*** Data to examine Section Begins ***

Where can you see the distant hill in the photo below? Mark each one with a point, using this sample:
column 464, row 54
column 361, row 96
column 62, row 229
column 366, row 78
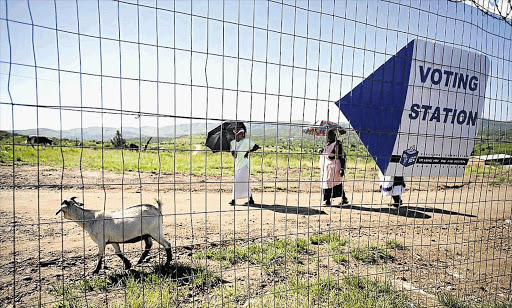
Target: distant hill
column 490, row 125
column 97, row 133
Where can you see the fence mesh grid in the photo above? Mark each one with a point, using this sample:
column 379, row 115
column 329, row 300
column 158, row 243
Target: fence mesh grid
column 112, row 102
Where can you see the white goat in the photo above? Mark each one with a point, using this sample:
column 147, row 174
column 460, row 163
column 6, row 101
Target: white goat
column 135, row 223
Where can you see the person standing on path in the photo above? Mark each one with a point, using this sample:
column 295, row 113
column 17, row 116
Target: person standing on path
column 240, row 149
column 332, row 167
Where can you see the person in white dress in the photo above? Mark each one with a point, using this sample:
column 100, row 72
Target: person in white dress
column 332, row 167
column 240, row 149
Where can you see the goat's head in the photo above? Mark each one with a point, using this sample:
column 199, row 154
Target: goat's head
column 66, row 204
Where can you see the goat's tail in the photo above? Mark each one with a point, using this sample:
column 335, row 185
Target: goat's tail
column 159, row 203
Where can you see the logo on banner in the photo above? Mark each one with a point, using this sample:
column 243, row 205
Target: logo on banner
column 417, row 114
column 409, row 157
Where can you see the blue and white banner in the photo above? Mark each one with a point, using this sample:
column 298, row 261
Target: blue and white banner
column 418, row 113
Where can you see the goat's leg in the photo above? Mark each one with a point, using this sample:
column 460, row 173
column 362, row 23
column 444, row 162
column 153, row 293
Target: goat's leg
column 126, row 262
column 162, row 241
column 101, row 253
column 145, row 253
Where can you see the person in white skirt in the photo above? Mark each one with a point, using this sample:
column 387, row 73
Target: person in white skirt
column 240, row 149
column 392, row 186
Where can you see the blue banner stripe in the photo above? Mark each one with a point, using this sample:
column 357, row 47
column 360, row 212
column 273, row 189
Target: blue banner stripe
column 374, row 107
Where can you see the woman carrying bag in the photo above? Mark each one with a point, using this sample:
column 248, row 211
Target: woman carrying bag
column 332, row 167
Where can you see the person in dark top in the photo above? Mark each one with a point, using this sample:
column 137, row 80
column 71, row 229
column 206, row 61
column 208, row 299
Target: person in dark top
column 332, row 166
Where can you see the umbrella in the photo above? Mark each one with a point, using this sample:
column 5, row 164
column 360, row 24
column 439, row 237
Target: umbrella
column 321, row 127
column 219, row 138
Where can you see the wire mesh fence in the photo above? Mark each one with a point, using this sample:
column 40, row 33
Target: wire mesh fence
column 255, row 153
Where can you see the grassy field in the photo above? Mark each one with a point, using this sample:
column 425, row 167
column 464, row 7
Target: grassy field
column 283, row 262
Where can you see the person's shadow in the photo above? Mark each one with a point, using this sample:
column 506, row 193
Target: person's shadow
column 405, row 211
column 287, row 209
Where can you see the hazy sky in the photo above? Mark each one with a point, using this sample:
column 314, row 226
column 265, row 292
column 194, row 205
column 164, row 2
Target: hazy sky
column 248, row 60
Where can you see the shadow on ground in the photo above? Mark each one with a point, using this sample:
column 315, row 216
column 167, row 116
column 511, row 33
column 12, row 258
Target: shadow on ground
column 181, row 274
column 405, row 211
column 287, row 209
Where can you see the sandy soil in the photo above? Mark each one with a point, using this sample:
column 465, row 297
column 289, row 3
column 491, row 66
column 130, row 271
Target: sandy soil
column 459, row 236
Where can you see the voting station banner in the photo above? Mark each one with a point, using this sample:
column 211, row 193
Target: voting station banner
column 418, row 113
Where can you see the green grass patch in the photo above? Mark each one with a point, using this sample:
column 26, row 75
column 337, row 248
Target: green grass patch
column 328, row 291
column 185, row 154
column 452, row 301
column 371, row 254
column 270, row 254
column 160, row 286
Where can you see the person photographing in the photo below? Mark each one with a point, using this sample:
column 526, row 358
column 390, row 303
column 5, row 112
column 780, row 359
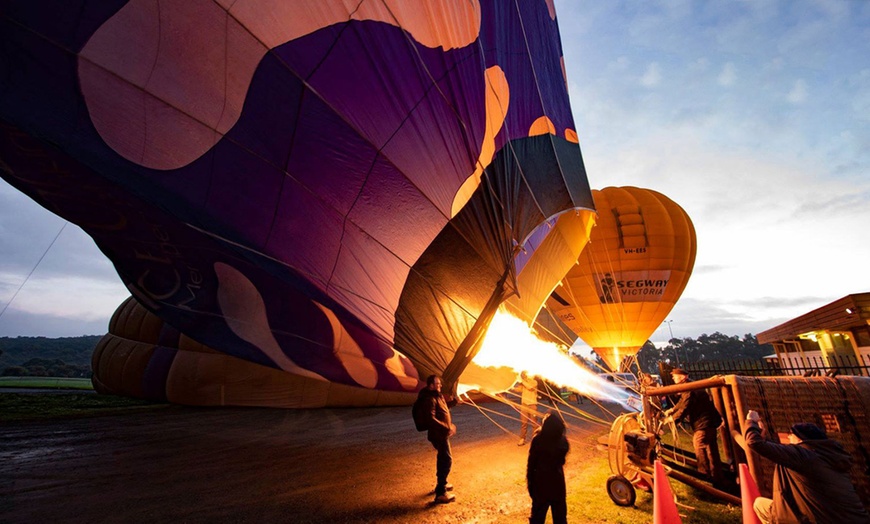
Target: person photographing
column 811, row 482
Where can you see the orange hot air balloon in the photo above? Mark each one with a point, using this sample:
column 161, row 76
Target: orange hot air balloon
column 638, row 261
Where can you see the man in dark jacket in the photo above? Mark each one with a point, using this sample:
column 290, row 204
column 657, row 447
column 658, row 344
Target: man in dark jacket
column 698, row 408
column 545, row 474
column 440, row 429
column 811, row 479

*** Data to examine Section Ends ***

What to produce:
From the first line to the last, copy the records above exactly and leave out the pictures.

Task result:
Where can you see the distant hill in the photo below? Mark each one with a point, using this sample:
column 464, row 54
column 361, row 96
column 62, row 229
column 366, row 78
Target: distant hill
column 490, row 125
column 97, row 133
Where can you see the fence mesh grid in the photo above? Mark each one with a point, using this sample:
column 379, row 115
column 329, row 300
column 158, row 243
Target: fence mesh grid
column 112, row 102
Where can you see the white goat in the photo above? Mark each one with a point, using this sample:
column 147, row 174
column 460, row 163
column 6, row 101
Target: white goat
column 135, row 223
Where can you see the person standing on path in the photo above? Mark each one with a point, using this sample:
column 295, row 113
column 17, row 116
Target: person standing on path
column 240, row 149
column 332, row 167
Where can you see the person in white dress in the photo above? Mark each one with a point, using this sample:
column 100, row 72
Target: person in white dress
column 332, row 167
column 240, row 149
Where can you see the goat's head in the photo above? Mark each one with a point, using this sample:
column 199, row 154
Target: goat's head
column 66, row 204
Where can you see the goat's tail in the photo above? Mark each one with a point, using this sample:
column 335, row 185
Target: goat's tail
column 159, row 203
Where can you see the logo on banner in the photo above? Mark each one with a point, using this sample:
column 243, row 205
Target: logo on banner
column 417, row 114
column 409, row 157
Where can you see the blue and white banner in the photo above? Mark each one with a point, using this sample:
column 298, row 261
Target: blue and white banner
column 418, row 113
Where can you see the goat's leg in the photo above? Mark each one with a point, using this sample:
column 460, row 173
column 362, row 23
column 444, row 162
column 153, row 293
Target: goat's leg
column 126, row 262
column 162, row 241
column 101, row 253
column 145, row 253
Where can you see the person in white skirt in the photo above? Mark each one with a point, using this sample:
column 387, row 73
Target: person in white skirt
column 240, row 149
column 392, row 186
Where can you see the blue banner stripe in the photo above? Mark each one with a point, using this sample:
column 357, row 47
column 360, row 212
column 273, row 189
Target: blue banner stripe
column 374, row 107
Where can you see the woman carrying bag in the photo above? Mark each one with a point, using this sample:
column 248, row 211
Target: woman carrying bag
column 332, row 167
Where can you see the person in dark top in the photo above? Mark each one with a point, using this sample:
column 137, row 80
column 71, row 229
column 206, row 61
column 208, row 299
Target: person in dark top
column 332, row 166
Where can you see the umbrella in the photo above? Mark each one with a point, using this sample:
column 5, row 164
column 360, row 24
column 439, row 237
Target: umbrella
column 321, row 127
column 219, row 138
Where can you see the wire mesh fence in the photo above? Mark each one with a point, using this sample:
column 40, row 33
Target: wire mesh fence
column 255, row 153
Where can you see the grassy field in the photo above? Mark each one with a point, using this sample:
column 425, row 167
column 464, row 7
Target: grassy field
column 283, row 262
Where can you see the person's shadow in the photo above? Mark each one with a point, using this sample:
column 506, row 193
Target: person's shadow
column 405, row 211
column 287, row 209
Where can you see the hazy sky in the photo above? Mark each one with a point, using this sample:
column 314, row 226
column 265, row 292
column 194, row 205
column 164, row 2
Target: hazy sky
column 248, row 60
Where can you see the shadow on ground in the photo above? Mark each one with a point, using this sample:
column 315, row 216
column 167, row 116
column 511, row 33
column 12, row 258
Target: shadow on ground
column 181, row 274
column 405, row 211
column 287, row 209
Where can you see the sandy soil in the photo above? Mark each one with a point, using this sample:
column 465, row 297
column 289, row 3
column 491, row 66
column 130, row 271
Target: sandy soil
column 459, row 236
Where can you see the voting station banner in the photo above? Mark each one with a point, using this sample:
column 211, row 193
Target: voting station banner
column 418, row 113
Where can you see the green grass patch in the photo above? Mark each one with a point, using this sample:
column 26, row 75
column 337, row 248
Target: green grass patch
column 328, row 291
column 185, row 154
column 452, row 301
column 371, row 254
column 270, row 254
column 160, row 286
Where can you see the person photographing in the photo below? Mark each one with a point, using this sample:
column 526, row 358
column 390, row 303
column 5, row 112
column 780, row 359
Target: person photographing
column 811, row 482
Where can you see the orange hot air balloon in the photo above? Mark each one with a point, using this sample:
column 161, row 76
Target: orange hot air balloon
column 638, row 261
Where can you see the man in dark jacket in the photo above? Mark each one with a point, using this sample:
column 290, row 204
column 657, row 447
column 658, row 344
Target: man in dark jacket
column 698, row 408
column 545, row 474
column 440, row 429
column 811, row 479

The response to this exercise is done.